Work instruction
In the answer, each line must appear exactly as in the records, and no picture may appear.

═══ Material shown ═══

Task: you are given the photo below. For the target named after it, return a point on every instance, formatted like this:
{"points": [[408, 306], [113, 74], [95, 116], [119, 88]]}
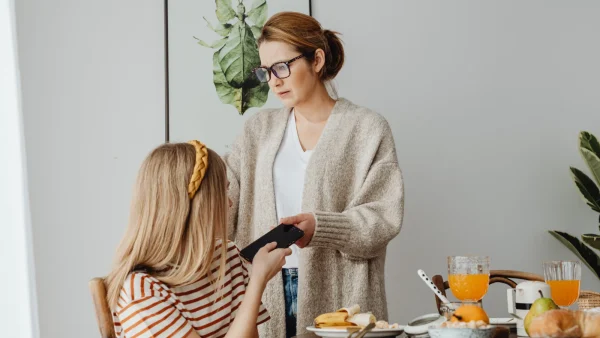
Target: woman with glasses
{"points": [[324, 164]]}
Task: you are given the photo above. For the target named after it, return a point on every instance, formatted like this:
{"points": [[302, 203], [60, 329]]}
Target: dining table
{"points": [[501, 332]]}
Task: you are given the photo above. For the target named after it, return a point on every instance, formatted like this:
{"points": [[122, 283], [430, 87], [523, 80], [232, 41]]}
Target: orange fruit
{"points": [[467, 313]]}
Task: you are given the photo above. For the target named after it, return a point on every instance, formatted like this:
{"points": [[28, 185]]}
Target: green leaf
{"points": [[592, 161], [251, 94], [256, 32], [592, 240], [215, 45], [224, 11], [587, 188], [587, 255], [258, 13], [220, 29], [239, 55], [589, 142]]}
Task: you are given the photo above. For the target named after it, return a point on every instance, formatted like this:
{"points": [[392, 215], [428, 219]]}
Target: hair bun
{"points": [[334, 56]]}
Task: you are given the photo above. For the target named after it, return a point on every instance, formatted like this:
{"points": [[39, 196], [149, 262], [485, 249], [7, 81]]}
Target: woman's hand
{"points": [[268, 262], [305, 222]]}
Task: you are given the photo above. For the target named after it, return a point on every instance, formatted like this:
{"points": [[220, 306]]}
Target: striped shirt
{"points": [[149, 308]]}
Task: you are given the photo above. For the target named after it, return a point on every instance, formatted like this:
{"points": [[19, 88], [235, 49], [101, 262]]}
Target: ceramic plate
{"points": [[338, 333], [503, 321]]}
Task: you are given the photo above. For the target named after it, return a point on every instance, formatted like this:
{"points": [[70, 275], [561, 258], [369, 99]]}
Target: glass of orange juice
{"points": [[469, 277], [564, 278]]}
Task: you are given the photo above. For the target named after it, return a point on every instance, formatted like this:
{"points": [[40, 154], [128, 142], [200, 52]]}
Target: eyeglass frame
{"points": [[270, 69]]}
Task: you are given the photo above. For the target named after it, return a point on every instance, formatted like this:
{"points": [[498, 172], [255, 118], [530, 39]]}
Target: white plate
{"points": [[503, 321], [342, 333]]}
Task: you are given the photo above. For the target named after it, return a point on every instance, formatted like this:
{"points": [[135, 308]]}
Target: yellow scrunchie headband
{"points": [[199, 167]]}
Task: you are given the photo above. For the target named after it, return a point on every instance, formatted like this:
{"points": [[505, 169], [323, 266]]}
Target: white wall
{"points": [[92, 75], [485, 100], [18, 314]]}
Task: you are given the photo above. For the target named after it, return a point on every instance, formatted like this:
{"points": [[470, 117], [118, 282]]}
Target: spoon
{"points": [[433, 288]]}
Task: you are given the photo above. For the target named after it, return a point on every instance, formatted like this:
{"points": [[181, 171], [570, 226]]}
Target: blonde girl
{"points": [[176, 274]]}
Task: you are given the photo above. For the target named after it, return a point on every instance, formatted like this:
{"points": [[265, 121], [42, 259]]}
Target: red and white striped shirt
{"points": [[149, 308]]}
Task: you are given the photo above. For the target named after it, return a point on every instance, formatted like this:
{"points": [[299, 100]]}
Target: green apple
{"points": [[538, 307]]}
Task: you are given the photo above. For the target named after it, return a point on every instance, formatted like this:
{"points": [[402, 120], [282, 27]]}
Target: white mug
{"points": [[520, 299]]}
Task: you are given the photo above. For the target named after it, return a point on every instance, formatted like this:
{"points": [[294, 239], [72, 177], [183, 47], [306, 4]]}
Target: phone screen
{"points": [[284, 234]]}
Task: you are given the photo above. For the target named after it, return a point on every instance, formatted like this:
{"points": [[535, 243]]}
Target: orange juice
{"points": [[469, 286], [564, 292]]}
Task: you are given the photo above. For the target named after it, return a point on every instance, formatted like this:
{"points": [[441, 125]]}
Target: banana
{"points": [[332, 319]]}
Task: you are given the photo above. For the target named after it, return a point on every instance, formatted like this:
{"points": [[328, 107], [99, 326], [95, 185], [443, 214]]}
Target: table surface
{"points": [[502, 334]]}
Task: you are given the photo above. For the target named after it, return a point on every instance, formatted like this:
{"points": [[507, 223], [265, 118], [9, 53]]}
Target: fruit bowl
{"points": [[451, 332]]}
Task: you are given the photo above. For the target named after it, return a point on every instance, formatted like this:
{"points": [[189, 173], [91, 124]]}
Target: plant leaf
{"points": [[592, 240], [587, 255], [221, 29], [592, 161], [587, 188], [239, 55], [589, 142], [215, 45], [224, 11], [258, 13], [256, 32], [251, 94]]}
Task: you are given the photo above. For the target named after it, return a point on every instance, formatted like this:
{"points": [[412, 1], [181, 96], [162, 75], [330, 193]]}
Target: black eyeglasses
{"points": [[280, 69]]}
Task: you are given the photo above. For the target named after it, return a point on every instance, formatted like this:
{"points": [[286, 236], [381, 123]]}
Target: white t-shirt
{"points": [[289, 169]]}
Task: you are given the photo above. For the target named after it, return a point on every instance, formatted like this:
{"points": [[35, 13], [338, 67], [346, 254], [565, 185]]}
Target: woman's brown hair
{"points": [[306, 35]]}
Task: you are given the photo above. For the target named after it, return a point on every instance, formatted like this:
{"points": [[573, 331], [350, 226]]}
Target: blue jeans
{"points": [[290, 290]]}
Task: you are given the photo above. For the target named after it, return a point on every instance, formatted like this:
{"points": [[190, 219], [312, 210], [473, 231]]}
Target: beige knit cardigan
{"points": [[354, 187]]}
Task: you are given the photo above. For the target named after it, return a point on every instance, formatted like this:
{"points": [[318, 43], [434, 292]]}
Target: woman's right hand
{"points": [[268, 262]]}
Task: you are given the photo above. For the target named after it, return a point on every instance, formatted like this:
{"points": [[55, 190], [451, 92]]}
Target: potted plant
{"points": [[590, 193]]}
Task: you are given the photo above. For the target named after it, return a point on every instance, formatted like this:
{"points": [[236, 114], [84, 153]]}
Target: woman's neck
{"points": [[318, 107]]}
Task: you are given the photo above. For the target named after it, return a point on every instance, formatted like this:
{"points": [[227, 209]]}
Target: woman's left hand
{"points": [[305, 222]]}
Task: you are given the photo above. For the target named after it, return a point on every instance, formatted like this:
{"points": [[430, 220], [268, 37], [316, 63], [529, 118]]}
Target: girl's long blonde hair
{"points": [[171, 236]]}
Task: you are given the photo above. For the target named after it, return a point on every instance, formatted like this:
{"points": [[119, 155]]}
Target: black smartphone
{"points": [[284, 234]]}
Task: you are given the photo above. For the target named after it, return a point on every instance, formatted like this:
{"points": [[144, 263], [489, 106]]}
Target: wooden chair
{"points": [[103, 313], [496, 276]]}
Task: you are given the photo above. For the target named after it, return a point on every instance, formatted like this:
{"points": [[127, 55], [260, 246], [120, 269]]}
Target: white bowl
{"points": [[452, 332]]}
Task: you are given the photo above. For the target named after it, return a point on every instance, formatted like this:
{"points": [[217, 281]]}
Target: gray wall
{"points": [[485, 100], [93, 102]]}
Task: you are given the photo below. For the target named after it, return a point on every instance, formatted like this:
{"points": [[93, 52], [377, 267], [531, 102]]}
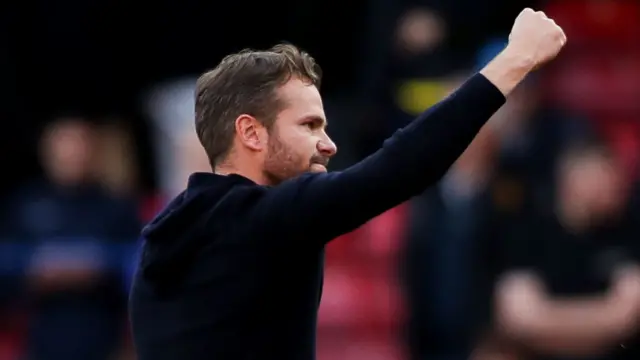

═══

Exercise output
Task: you are given the photo below. For the target named after it, return a point on every instance, formatted like this:
{"points": [[408, 306], [113, 74], [95, 116], [119, 88]]}
Target: woman with glasses
{"points": [[324, 164]]}
Task: you are given the photo above. For the target named after it, return a point on every instance, formatted like this:
{"points": [[302, 203], [60, 329]]}
Target: dining table
{"points": [[501, 332]]}
Task: you are given the photo above. For the target named after it, return a point on every instance, formatted like this:
{"points": [[122, 283], [430, 87], [523, 80], [232, 41]]}
Target: orange fruit
{"points": [[467, 313]]}
Task: you are given the photo above. For the target named after it, return a point on every instance, formatted like this:
{"points": [[28, 185]]}
Target: green leaf
{"points": [[592, 161], [251, 94], [256, 32], [592, 240], [215, 45], [224, 11], [587, 188], [587, 255], [258, 13], [220, 29], [239, 55], [589, 142]]}
Task: you are given the photo above. For the target named after it, return a point on every instance, formatted like this:
{"points": [[392, 215], [428, 219]]}
Target: hair bun
{"points": [[334, 56]]}
Task: you are given the photo above. For the target named after it, return a point on every instance, formatted like this:
{"points": [[39, 196], [149, 262], [485, 249], [7, 81]]}
Target: woman's hand
{"points": [[268, 262], [305, 222]]}
Task: you are given the photo above. For the target named after it, return a point on every instance, formatted like this:
{"points": [[220, 306]]}
Target: striped shirt
{"points": [[149, 308]]}
Task: you are given the photo above. For the target named after it, return a point on every instance, formatted like this:
{"points": [[19, 88], [235, 49], [101, 262]]}
Target: ceramic plate
{"points": [[338, 333], [503, 321]]}
Task: you are given the photo above. For the target named after it, return a point on every instance, formatted like this:
{"points": [[70, 275], [561, 258], [369, 99]]}
Target: glass of orange juice
{"points": [[469, 277], [564, 278]]}
Task: you are given the photo above. For the target named after it, return a point on every instance, formatted like this:
{"points": [[40, 154], [128, 142], [200, 52]]}
Target: eyeglass frame
{"points": [[270, 69]]}
Task: you are given the photo above. For the target named after it, return a point on every instance, formatted like this:
{"points": [[498, 172], [255, 118], [530, 39]]}
Target: white plate
{"points": [[503, 321], [342, 333]]}
Task: you are given the photo above. For the target named after it, return a point on every instance, formatted like this:
{"points": [[135, 308]]}
Target: yellow scrunchie headband
{"points": [[199, 167]]}
Task: you are given the photo above. For the target named after it, return a point on every instance, formatted like this:
{"points": [[505, 169], [323, 266]]}
Target: white wall
{"points": [[92, 75], [485, 100], [18, 314]]}
Task: you are given the photo above. For the target named after it, return a point on every instance, formatted like this:
{"points": [[470, 117], [118, 282]]}
Target: spoon
{"points": [[433, 288]]}
Task: you are given the photo above. For the target named after it, return a point on every instance, formatted like this:
{"points": [[181, 171], [570, 226]]}
Target: blonde girl
{"points": [[176, 274]]}
Task: you are given the photo above. For the target named after it, return a point on every instance, formatted like this:
{"points": [[265, 121], [42, 259]]}
Target: red and white striped shirt
{"points": [[149, 308]]}
Task: you are given the photo above. For the target named after it, return a point on every instance, formatted like this:
{"points": [[299, 100]]}
Target: green apple
{"points": [[538, 307]]}
Task: you are given the photo above. For the target named after it, return a point on every instance, formatted like this:
{"points": [[402, 120], [282, 27]]}
Target: white mug
{"points": [[520, 299]]}
Task: you are given the photo above. For the target named after it, return a point on every instance, formatted like this:
{"points": [[294, 239], [72, 177], [183, 47], [306, 4]]}
Target: phone screen
{"points": [[284, 234]]}
Task: you are given the photo above. For the target named after it, return a point on every instance, formatted like this:
{"points": [[535, 243]]}
Target: orange juice
{"points": [[469, 286], [564, 292]]}
Task: you are given the photo above. For the target named after it, return a point on every instance, formatted like this:
{"points": [[441, 125]]}
Target: banana
{"points": [[332, 319]]}
Task: you are given the photo above. For the target named after it, return a point on every instance, formatted like this:
{"points": [[328, 107], [99, 326], [95, 185], [443, 214]]}
Target: table surface
{"points": [[502, 334]]}
Task: you are given the photo above. For the target named after it, return a point on every instance, formatted like this:
{"points": [[507, 223], [265, 118], [9, 53]]}
Target: fruit bowl
{"points": [[451, 332]]}
Task: you are given the photo above. For the target named after it, return a point on every instance, formatted like this:
{"points": [[189, 173], [91, 124]]}
Target: plant leaf
{"points": [[592, 240], [587, 255], [221, 29], [592, 161], [587, 188], [239, 55], [589, 142], [215, 45], [224, 11], [258, 13], [256, 32], [251, 94]]}
Task: you are given the photo above. For the target named after it, return a point on every instance, formatted like this:
{"points": [[412, 1], [181, 96], [162, 75], [330, 193]]}
Target: black eyeglasses
{"points": [[280, 69]]}
Task: you are given the photo above. For the target named after it, return a point on every instance, formatted like this:
{"points": [[286, 236], [381, 123]]}
Target: white t-shirt
{"points": [[289, 169]]}
Task: you are given the photo above. For the target named after it, return a point on every instance, formatted like this:
{"points": [[35, 13], [338, 67], [346, 254], [565, 185]]}
Target: woman's brown hair
{"points": [[306, 35]]}
Task: you are given the photo above. For the target named after it, return a point on every instance, formatted like this:
{"points": [[573, 331], [350, 226]]}
Target: blue jeans
{"points": [[290, 290]]}
Task: you are given the photo above. For the target named after it, return a point on every instance, formatted like this:
{"points": [[190, 219], [312, 210], [473, 231]]}
Target: beige knit cardigan
{"points": [[354, 187]]}
Task: you are given the photo above. For the target named after it, return a point on every instance, formatted like this:
{"points": [[318, 43], [434, 292]]}
Target: woman's right hand
{"points": [[268, 262]]}
Task: you are given the photo above. For the target named after it, return a point on every instance, formatted like this:
{"points": [[55, 190], [451, 92]]}
Target: potted plant
{"points": [[590, 193]]}
Task: you are given the photo above. For the target named after it, return a point on every instance, formatted like this:
{"points": [[236, 114], [84, 153]]}
Target: woman's neck
{"points": [[318, 107]]}
Task: you are given the photo above. For the target named after it, return a point on every instance, formatted like this:
{"points": [[227, 209]]}
Target: woman's left hand
{"points": [[305, 222]]}
Task: you are given the photo above. For the target named after it, return a point on every instance, formatted like this:
{"points": [[430, 220], [268, 37], [316, 63], [529, 118]]}
Target: girl's long blonde hair
{"points": [[171, 236]]}
Task: you are given the photo above. For the target named after it, return a point on every instance, formatted like this:
{"points": [[119, 155]]}
Target: black smartphone
{"points": [[284, 234]]}
Task: you are given the photo above. For the target named after it, return a point on every instance, formatted like this:
{"points": [[144, 263], [489, 106]]}
Target: wooden chair
{"points": [[103, 313], [496, 276]]}
Task: you are given the photo above. For the target named after it, return a point on every instance, formatted like this:
{"points": [[127, 55], [260, 246], [120, 269]]}
Target: white bowl
{"points": [[452, 332]]}
Task: you are given the photo above. For the target named after it, return a point on every instance, formatted like this:
{"points": [[217, 281]]}
Target: gray wall
{"points": [[485, 100], [93, 102]]}
Task: you are given the photo below. For the target named after it, return a point on every instance, formatted like this:
{"points": [[93, 52], [377, 267], [531, 102]]}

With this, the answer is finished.